#### Records for the exercise
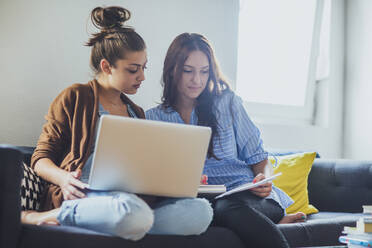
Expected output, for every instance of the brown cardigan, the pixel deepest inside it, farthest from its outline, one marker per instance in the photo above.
(67, 135)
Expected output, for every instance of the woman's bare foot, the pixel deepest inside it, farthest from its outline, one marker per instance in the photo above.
(40, 218)
(293, 218)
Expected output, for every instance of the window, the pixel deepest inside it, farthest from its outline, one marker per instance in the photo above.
(278, 47)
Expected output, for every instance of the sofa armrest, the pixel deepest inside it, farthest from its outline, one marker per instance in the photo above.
(340, 185)
(10, 205)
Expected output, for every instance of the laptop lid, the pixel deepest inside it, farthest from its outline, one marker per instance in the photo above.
(148, 157)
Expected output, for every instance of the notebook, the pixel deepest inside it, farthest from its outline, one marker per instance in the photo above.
(148, 157)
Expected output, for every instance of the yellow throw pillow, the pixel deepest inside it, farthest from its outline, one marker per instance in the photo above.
(295, 170)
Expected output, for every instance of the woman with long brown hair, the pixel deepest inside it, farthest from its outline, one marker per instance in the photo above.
(63, 155)
(195, 92)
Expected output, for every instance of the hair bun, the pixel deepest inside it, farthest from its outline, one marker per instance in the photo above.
(109, 17)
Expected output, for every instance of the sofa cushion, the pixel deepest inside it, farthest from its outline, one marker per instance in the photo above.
(295, 169)
(63, 236)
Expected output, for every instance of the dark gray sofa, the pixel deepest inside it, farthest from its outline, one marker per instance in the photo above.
(338, 188)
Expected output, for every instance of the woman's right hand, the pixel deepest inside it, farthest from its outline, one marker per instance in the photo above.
(71, 186)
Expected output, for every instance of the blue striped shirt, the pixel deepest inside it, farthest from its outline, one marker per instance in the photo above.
(238, 144)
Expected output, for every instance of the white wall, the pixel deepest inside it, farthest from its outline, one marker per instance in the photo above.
(326, 136)
(42, 50)
(358, 83)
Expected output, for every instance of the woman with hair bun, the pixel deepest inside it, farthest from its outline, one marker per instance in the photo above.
(63, 155)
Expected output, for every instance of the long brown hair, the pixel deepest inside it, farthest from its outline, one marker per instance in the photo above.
(114, 39)
(205, 108)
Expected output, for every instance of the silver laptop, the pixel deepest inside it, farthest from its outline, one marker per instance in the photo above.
(148, 157)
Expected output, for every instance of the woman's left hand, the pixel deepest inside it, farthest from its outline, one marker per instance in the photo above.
(263, 190)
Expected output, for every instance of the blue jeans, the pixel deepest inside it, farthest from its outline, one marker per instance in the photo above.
(128, 216)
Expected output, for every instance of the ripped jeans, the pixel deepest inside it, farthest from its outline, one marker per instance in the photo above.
(128, 216)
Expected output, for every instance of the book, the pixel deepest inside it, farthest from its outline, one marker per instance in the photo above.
(367, 209)
(364, 224)
(211, 189)
(362, 242)
(249, 186)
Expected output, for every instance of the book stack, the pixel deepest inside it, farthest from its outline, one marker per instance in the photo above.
(361, 235)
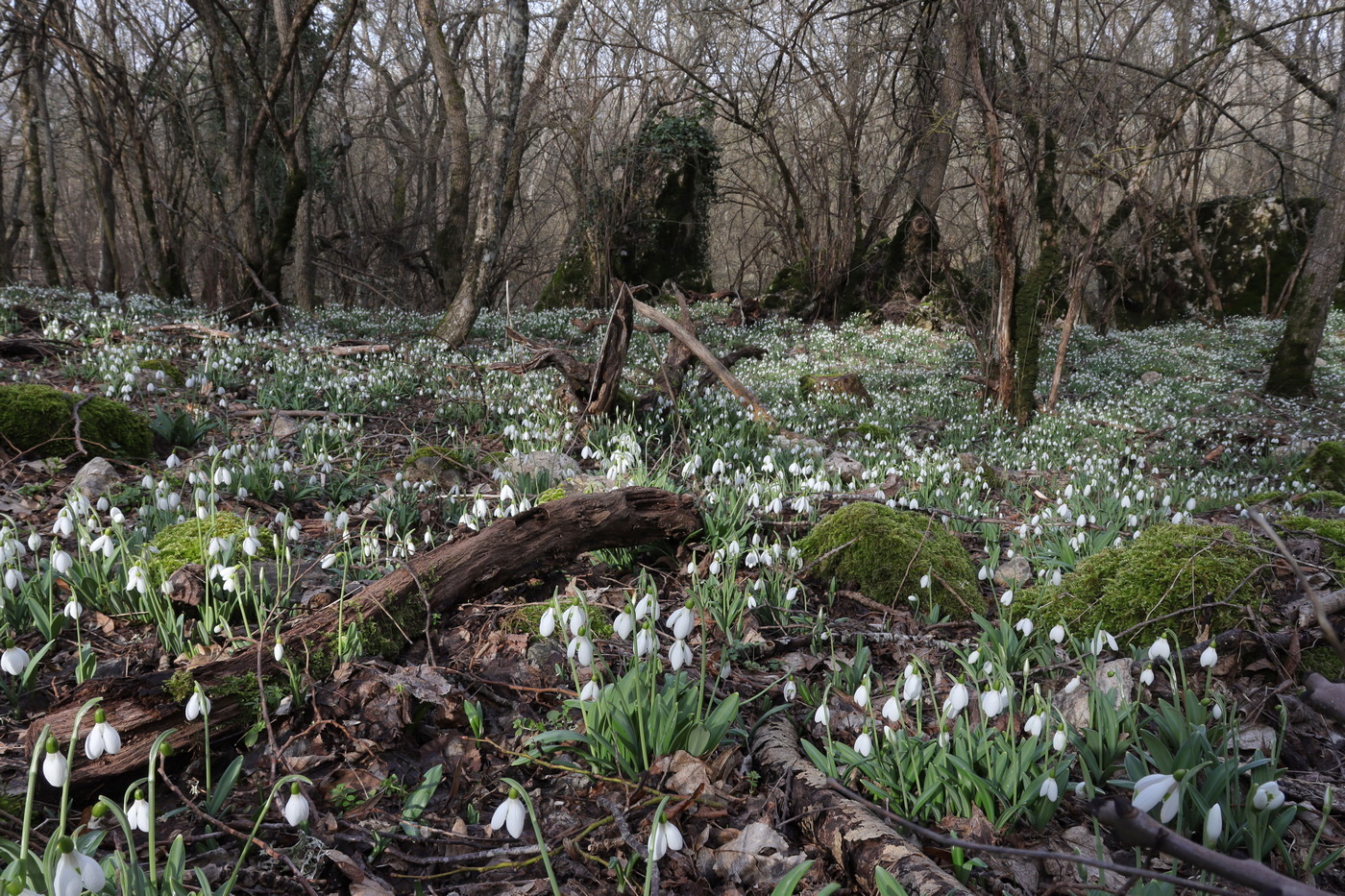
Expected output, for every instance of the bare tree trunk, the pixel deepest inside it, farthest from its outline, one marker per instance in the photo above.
(490, 222)
(1295, 356)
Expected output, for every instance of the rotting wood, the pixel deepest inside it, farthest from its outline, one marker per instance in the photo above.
(844, 828)
(394, 611)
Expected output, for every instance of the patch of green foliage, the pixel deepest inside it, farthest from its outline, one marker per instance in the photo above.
(1325, 529)
(185, 543)
(891, 552)
(40, 417)
(1167, 569)
(1325, 466)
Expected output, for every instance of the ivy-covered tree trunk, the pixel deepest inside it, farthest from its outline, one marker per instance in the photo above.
(1295, 356)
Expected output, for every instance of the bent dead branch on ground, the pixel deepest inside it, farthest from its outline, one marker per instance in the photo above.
(394, 610)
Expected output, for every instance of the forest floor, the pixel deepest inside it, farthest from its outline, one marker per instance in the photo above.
(1086, 604)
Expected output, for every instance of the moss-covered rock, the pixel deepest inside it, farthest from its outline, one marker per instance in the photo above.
(891, 552)
(1325, 466)
(40, 419)
(1331, 530)
(1167, 569)
(187, 543)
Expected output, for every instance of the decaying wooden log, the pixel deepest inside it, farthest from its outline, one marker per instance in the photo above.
(389, 614)
(844, 828)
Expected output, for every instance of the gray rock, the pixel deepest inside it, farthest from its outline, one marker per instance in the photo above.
(96, 478)
(843, 466)
(285, 426)
(557, 466)
(1015, 573)
(1113, 677)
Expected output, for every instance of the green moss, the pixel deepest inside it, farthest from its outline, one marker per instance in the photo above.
(1332, 529)
(1165, 570)
(40, 417)
(185, 543)
(1325, 466)
(891, 553)
(1324, 499)
(170, 370)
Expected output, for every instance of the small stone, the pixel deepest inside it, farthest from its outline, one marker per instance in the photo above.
(94, 478)
(1015, 573)
(843, 466)
(285, 426)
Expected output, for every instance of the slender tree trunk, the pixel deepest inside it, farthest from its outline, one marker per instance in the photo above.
(490, 222)
(1295, 356)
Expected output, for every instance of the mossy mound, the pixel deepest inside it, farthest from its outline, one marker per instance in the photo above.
(1325, 466)
(1331, 530)
(187, 543)
(171, 372)
(1165, 570)
(40, 419)
(891, 553)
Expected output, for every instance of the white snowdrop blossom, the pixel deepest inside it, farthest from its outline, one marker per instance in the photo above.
(138, 812)
(663, 837)
(54, 765)
(103, 739)
(1153, 788)
(296, 808)
(76, 872)
(510, 815)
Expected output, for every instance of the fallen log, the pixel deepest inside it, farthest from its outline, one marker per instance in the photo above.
(387, 615)
(844, 828)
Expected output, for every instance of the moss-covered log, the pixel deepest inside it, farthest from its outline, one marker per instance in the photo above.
(390, 614)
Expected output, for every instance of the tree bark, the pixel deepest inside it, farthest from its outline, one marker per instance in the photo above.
(1295, 356)
(389, 614)
(483, 260)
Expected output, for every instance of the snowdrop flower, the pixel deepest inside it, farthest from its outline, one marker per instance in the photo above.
(13, 660)
(580, 650)
(991, 704)
(548, 626)
(681, 621)
(198, 705)
(1268, 797)
(103, 739)
(958, 700)
(76, 872)
(296, 808)
(138, 812)
(1213, 825)
(679, 654)
(1153, 788)
(54, 765)
(663, 837)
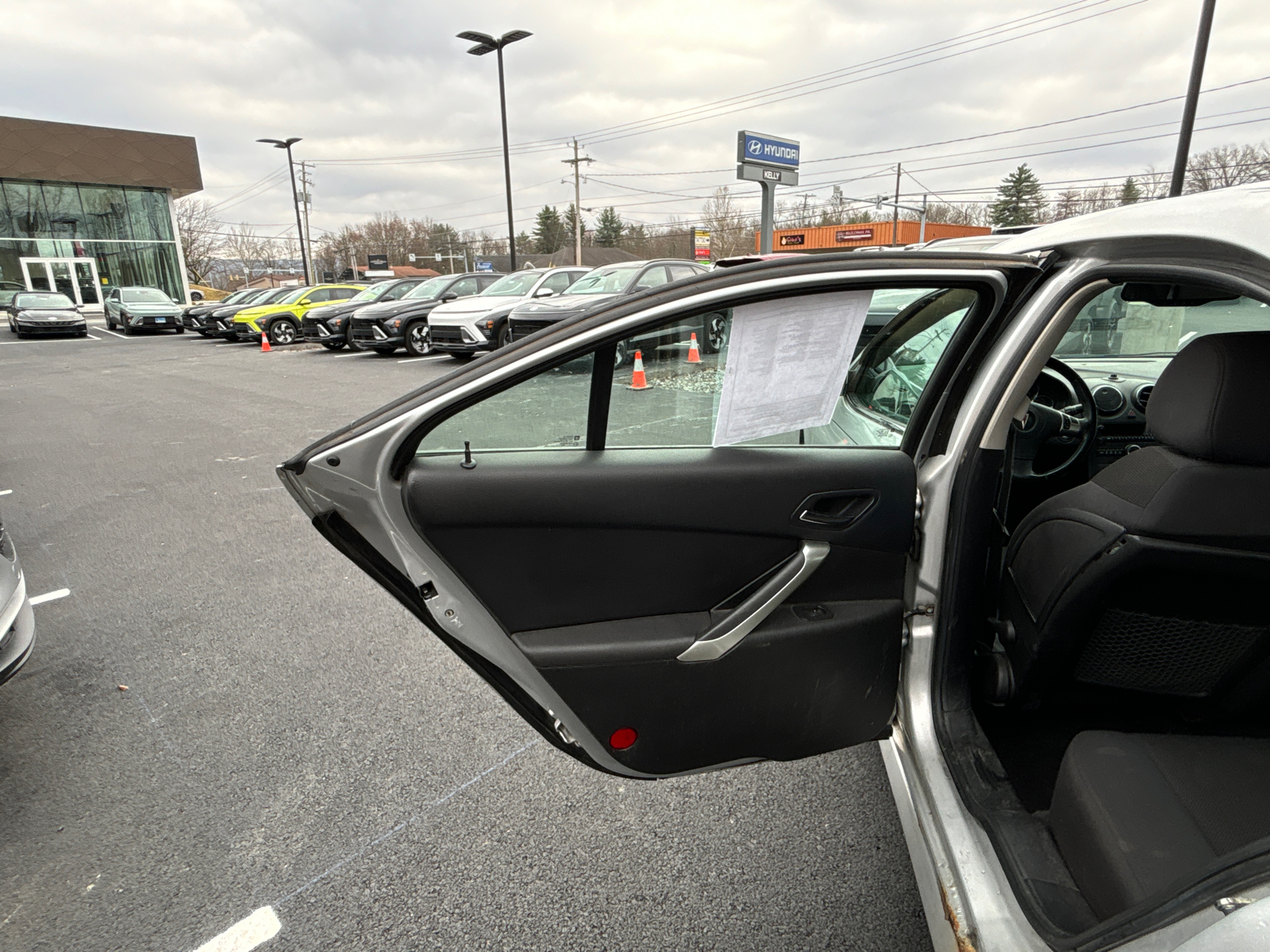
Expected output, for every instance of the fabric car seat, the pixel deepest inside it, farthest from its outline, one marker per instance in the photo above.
(1149, 577)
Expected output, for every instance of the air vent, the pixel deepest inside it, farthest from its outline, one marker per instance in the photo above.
(1109, 400)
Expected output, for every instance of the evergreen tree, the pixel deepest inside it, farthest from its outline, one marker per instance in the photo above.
(609, 228)
(548, 232)
(1020, 200)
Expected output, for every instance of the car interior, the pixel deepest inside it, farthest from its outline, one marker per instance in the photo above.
(1113, 735)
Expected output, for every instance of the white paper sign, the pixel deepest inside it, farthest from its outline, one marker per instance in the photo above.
(787, 363)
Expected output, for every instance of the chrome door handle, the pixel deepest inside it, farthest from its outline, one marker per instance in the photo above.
(723, 638)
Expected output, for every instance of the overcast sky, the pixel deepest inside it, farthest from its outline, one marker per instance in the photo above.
(389, 79)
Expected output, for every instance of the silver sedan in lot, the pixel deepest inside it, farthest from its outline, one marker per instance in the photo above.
(1016, 541)
(17, 620)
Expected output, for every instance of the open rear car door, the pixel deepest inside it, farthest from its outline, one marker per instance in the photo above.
(652, 605)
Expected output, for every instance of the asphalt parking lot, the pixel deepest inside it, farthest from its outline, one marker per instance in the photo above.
(291, 738)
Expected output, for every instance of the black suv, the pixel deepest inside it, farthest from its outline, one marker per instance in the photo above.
(328, 325)
(200, 317)
(384, 328)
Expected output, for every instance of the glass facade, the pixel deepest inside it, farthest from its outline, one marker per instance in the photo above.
(126, 230)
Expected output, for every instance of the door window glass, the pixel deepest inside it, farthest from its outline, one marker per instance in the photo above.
(548, 412)
(667, 382)
(652, 278)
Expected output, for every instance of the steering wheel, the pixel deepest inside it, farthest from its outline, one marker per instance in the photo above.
(1068, 427)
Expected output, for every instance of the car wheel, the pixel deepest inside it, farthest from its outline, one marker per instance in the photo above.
(715, 329)
(283, 332)
(418, 340)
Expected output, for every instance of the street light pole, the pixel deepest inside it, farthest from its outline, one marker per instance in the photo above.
(1206, 27)
(295, 197)
(487, 44)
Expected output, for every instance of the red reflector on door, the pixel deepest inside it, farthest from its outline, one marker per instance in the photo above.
(622, 738)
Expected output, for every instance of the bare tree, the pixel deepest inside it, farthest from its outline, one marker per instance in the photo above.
(1223, 167)
(198, 230)
(244, 245)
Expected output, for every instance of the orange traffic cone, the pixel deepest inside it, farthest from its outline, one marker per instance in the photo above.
(638, 380)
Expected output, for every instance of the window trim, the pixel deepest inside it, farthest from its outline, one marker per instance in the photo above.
(992, 286)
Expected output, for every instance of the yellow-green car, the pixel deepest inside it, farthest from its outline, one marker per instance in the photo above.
(281, 321)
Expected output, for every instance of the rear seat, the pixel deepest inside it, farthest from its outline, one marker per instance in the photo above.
(1133, 812)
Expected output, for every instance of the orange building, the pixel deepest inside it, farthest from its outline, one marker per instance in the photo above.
(844, 238)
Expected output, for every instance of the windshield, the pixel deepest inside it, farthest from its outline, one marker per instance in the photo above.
(605, 281)
(29, 300)
(514, 285)
(145, 296)
(1109, 327)
(372, 294)
(429, 289)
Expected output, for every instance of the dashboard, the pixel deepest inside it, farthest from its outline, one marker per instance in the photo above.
(1121, 387)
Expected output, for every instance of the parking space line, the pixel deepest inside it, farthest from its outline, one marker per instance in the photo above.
(402, 825)
(245, 935)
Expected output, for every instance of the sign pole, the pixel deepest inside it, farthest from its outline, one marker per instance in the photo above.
(768, 219)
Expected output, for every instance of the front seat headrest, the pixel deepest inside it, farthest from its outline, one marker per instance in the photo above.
(1210, 403)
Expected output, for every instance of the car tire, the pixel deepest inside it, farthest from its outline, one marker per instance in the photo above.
(713, 333)
(418, 340)
(283, 332)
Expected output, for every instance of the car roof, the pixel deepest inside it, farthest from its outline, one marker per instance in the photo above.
(1233, 216)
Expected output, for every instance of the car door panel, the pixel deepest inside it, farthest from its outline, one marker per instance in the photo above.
(605, 568)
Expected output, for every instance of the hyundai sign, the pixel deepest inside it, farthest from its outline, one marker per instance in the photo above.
(757, 149)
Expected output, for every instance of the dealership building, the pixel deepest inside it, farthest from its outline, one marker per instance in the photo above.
(86, 209)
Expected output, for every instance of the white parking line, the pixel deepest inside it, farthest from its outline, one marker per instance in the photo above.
(258, 928)
(50, 597)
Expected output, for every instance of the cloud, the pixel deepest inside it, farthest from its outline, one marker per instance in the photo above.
(391, 79)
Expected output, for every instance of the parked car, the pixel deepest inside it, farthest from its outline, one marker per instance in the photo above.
(44, 313)
(135, 309)
(328, 325)
(198, 317)
(221, 324)
(597, 290)
(17, 620)
(384, 328)
(464, 328)
(281, 321)
(1019, 555)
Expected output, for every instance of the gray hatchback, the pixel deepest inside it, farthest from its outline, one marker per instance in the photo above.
(137, 308)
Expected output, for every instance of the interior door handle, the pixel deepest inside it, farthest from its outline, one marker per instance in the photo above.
(723, 638)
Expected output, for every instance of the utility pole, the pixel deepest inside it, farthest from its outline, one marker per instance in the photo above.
(309, 200)
(895, 221)
(577, 201)
(1206, 27)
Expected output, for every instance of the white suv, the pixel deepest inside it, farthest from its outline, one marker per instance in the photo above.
(479, 323)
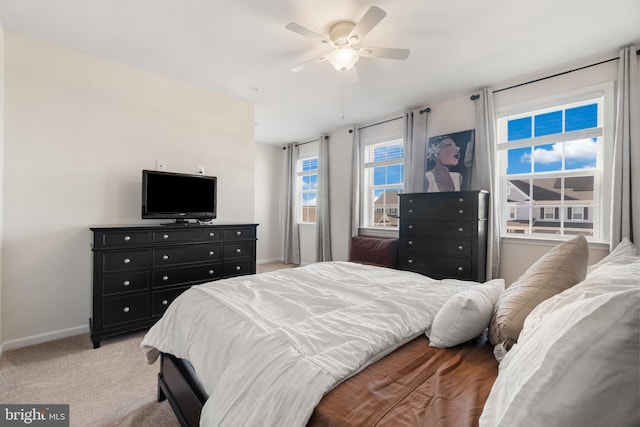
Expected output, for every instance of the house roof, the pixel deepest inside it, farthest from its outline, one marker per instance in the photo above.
(549, 189)
(242, 48)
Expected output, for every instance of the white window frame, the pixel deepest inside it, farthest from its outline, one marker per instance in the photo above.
(602, 172)
(369, 189)
(385, 133)
(307, 152)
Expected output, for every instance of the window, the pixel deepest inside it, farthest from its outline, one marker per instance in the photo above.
(382, 174)
(307, 186)
(383, 180)
(551, 166)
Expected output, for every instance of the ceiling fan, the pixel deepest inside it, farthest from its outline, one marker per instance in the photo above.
(344, 38)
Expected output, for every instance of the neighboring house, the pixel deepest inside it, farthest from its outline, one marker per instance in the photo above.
(386, 209)
(540, 205)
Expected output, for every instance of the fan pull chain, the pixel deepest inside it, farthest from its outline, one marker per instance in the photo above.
(342, 80)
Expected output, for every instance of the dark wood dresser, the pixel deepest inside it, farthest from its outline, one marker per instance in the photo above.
(444, 235)
(139, 270)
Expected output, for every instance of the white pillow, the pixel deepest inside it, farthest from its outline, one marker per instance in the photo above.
(576, 361)
(465, 315)
(625, 253)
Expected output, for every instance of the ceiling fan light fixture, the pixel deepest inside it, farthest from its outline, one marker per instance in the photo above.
(344, 58)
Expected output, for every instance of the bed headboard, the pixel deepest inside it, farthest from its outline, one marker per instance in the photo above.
(374, 251)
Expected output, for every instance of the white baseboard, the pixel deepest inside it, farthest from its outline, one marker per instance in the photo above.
(40, 338)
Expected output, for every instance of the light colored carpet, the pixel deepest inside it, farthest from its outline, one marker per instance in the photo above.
(108, 386)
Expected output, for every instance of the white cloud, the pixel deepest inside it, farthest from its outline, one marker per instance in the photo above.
(578, 150)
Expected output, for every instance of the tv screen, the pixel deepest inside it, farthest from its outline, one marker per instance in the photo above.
(167, 195)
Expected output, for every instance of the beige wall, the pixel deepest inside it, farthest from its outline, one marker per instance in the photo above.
(269, 207)
(453, 115)
(78, 132)
(1, 167)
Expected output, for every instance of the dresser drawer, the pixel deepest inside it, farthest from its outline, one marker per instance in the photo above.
(238, 268)
(186, 275)
(186, 254)
(440, 205)
(124, 282)
(190, 235)
(436, 266)
(455, 229)
(237, 250)
(239, 233)
(160, 300)
(123, 239)
(125, 309)
(125, 260)
(440, 246)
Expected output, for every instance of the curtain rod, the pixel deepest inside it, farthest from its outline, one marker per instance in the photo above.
(559, 74)
(306, 142)
(379, 123)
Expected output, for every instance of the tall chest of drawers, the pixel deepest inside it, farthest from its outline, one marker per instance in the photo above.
(138, 271)
(444, 235)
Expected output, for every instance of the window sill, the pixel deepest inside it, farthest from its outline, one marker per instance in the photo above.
(378, 232)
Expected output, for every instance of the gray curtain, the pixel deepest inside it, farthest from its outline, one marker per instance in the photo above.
(323, 219)
(355, 183)
(409, 146)
(625, 200)
(291, 236)
(483, 176)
########
Task statement:
Take every line from the one containing "Expected output, for every instance of the light" to the end of the listing and output it exactly, with nothing else.

Complete answer:
Expected output, for every instance of the light colored carpet, the pixel deepest inside it, farthest from its outline, one marker per instance in the photo above.
(108, 386)
Expected output, for every instance of the white cloud, the pixel deepest inside it, farthest from its outline, one marker per instance in the photo above.
(578, 150)
Expected output, for every instance of the tv screen, the pixel deepest inside it, farthest from its outline, one marker per instance in the photo above.
(167, 195)
Expected output, for every instance of the beige wall, the pixel deepest inside it, farthest from its outline, one marker per instance in the photo above.
(269, 207)
(453, 115)
(78, 132)
(1, 167)
Expected output, for every instance of the dresser drawer, the pixel deepest inside it, farthest from its outline, one marker per instance in the photo above.
(238, 268)
(186, 275)
(186, 254)
(440, 205)
(124, 282)
(190, 235)
(436, 266)
(455, 229)
(237, 250)
(239, 233)
(160, 300)
(123, 239)
(125, 309)
(125, 260)
(440, 246)
Expected output, for every instance of the curtain rod, the pixel deepest inside it, farthest from its outline, one marker per instance in the photo above.
(559, 74)
(306, 142)
(379, 123)
Expected output, for every instance of the tall chest of drawers, the pixel deepest inside it, farthest from its outline, one marker per instance in the photo above.
(138, 271)
(444, 235)
Expected output, for every instance of the window sill, the pixel deepest inside it, farthest from its outline, one marker per instance in the photo above.
(378, 232)
Expected output, for every instance of the gray curtain, the pixel deepest inside it, farthest from its outline, one marker per instance in the photo above.
(323, 219)
(355, 183)
(409, 146)
(625, 200)
(291, 236)
(483, 176)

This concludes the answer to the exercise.